#### Input for this task ####

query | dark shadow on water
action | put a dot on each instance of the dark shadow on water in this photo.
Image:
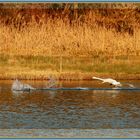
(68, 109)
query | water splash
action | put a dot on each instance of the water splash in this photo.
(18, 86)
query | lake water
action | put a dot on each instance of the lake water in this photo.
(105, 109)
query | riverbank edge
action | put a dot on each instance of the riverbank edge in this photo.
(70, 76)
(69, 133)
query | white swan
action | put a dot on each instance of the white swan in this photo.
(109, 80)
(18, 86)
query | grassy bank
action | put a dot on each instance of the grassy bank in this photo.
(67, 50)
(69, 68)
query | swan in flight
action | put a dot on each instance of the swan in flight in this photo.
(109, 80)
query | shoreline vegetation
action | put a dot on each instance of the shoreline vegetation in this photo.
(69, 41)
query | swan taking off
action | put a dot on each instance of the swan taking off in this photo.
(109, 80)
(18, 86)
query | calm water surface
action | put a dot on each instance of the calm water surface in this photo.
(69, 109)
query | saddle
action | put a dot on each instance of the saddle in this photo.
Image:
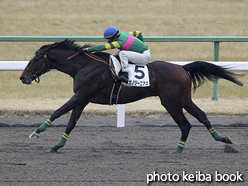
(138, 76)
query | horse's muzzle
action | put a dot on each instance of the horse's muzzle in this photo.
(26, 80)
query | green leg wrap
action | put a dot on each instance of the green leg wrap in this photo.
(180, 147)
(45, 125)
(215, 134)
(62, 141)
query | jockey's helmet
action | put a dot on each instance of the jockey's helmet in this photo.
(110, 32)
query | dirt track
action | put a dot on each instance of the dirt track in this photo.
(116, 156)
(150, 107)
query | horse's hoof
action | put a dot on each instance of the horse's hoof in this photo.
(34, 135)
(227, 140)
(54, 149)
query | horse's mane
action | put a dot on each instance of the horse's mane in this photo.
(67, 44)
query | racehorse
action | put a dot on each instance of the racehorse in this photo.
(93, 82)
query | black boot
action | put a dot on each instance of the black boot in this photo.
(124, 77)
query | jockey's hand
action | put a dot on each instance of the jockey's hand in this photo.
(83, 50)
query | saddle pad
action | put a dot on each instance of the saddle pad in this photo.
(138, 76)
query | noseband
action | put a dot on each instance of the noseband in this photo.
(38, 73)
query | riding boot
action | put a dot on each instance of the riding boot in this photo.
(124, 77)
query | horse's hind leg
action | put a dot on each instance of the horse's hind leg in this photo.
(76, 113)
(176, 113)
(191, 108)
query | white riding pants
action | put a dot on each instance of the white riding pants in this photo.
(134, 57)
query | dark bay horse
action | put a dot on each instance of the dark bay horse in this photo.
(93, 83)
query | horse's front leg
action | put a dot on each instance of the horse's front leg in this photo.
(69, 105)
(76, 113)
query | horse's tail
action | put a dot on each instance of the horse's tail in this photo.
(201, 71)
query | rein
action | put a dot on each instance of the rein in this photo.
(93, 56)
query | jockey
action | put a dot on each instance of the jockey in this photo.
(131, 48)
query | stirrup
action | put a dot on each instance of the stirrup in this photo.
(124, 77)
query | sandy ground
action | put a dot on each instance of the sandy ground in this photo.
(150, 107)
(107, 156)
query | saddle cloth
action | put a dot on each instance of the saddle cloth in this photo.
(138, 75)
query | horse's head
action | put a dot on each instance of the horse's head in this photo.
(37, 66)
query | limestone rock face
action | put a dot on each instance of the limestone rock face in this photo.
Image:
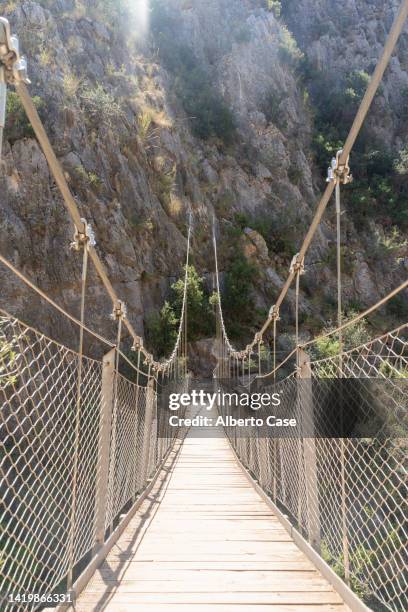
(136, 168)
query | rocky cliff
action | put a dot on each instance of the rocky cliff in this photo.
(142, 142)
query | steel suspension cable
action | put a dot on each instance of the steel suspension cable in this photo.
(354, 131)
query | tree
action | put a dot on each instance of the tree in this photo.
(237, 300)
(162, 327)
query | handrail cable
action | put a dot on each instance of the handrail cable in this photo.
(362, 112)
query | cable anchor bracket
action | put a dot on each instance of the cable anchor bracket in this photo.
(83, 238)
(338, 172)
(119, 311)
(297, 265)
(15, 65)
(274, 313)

####

Go through the listing above and quote it exactly, apart from its images.

query | dark shadow on water
action | put a dot on each instance of the dark shadow on water in this photo.
Image:
(68, 109)
query | water splash
action | put a dot on each instance of the water splash in this photo.
(18, 86)
query | lake water
action | put a dot on each instance of the lake water in this photo.
(105, 109)
query | riverbank edge
action | put a dot on each instance of the riverbank edge in this photo.
(70, 76)
(69, 133)
query | white swan
action | put a dot on each instance of the white swan in this photo.
(109, 80)
(18, 86)
query | grassy bank
action | put a dot on each instance of the grassy bank in this photo.
(67, 50)
(69, 68)
query | swan in flight
action | put a dot on each instance of the swan in flight in this photo.
(109, 80)
query | shoreline vegetation
action | put a dot on each instance of the shoreline vegetation in this photo.
(69, 41)
query | swan taking off
action | put a dot on each instance of the swan taking off in this photo.
(109, 80)
(18, 86)
query | calm water surface
action | put a dot on each instance of the calm water surface in this photo.
(69, 109)
query | saddle
action | put a dot on each instance of the saddle in this photo.
Image:
(138, 76)
query | horse's muzzle
action | put a dot on each instance of the horse's muzzle in this photo.
(26, 80)
query | green leg wrap
action | put a dot on each instance of the green leg wrap in this photo.
(180, 147)
(45, 125)
(215, 134)
(62, 141)
query | jockey's helmet
action | put a dot on each instance of the jockey's helmet in this photo.
(110, 32)
query | dirt track
action | put a dot on each instance of the dirt track in this photo.
(116, 156)
(150, 107)
query | horse's hoof
action | put a dot on each instance of the horse's hoof in this photo.
(34, 135)
(227, 140)
(54, 149)
query | horse's mane
action | put a dot on each instance of the horse's mane in this photo.
(67, 44)
query | racehorse
action | put a dot on each instance of the racehorse in this photo.
(93, 82)
query | black boot
action | put a dot on each instance of the black boot in this photo.
(124, 77)
query | jockey's hand
action | put a dot on each instance of the jockey's hand in this photo.
(83, 50)
query | saddle pad
action | put a dot on each instance of the saddle pad in this photo.
(138, 76)
query | noseband
action | put a dot on each instance of the noseband in this photo.
(38, 73)
query | riding boot
action | put a dot on each instance of the riding boot in this photo.
(124, 77)
query | horse's hind leg
action | put a dot on each instance of the horse's hind leg in this photo.
(76, 113)
(176, 113)
(191, 108)
query | white riding pants
action | put a dot on each instance of the white riding pants in this photo.
(134, 57)
query | dark bay horse
action | put a dot on each instance of the dark bay horse in this photo.
(93, 83)
query | horse's front leg
action | put a dot on each instance of the horse's front leg in this photo.
(69, 105)
(76, 113)
query | horse's tail
action | put a dot on each instance of the horse's tail in this photo.
(201, 71)
query | rein
action | put a dot on each instance of the rein in this photo.
(93, 56)
query | jockey
action | put a dot on each instance of the jockey in this photo.
(131, 48)
query | stirrup
action | put a dot on each instance of the stirrup in this photo.
(124, 77)
query | sandy ground
action | put a dot on each instance of the sandy ground in this photo.
(150, 107)
(107, 156)
query | saddle cloth
action | put a dot on each instance of the saddle cloth in this photo.
(138, 75)
query | horse's head
action | put a dot on each instance of the horse's head in this photo.
(37, 66)
query | limestone rock face
action | put a dot on each instance of the limestone rock face in this photo.
Image:
(136, 168)
query | rocky cliff
action | put a dot on each instance of the rocky cliff in this photo.
(142, 142)
query | steel suspension cable
action | put a dot on each instance of the steel suspension cable in this photo.
(354, 131)
query | tree
action | put a dot on each instance of the tree in this photo.
(237, 300)
(162, 327)
query | handrail cable
action | put a dot on each instance of the handrail cable in this photo.
(362, 112)
query | cable anchor bracket
action | put a dot on each instance of the cable anchor bracket in this photo.
(83, 238)
(338, 172)
(119, 311)
(297, 265)
(15, 65)
(274, 313)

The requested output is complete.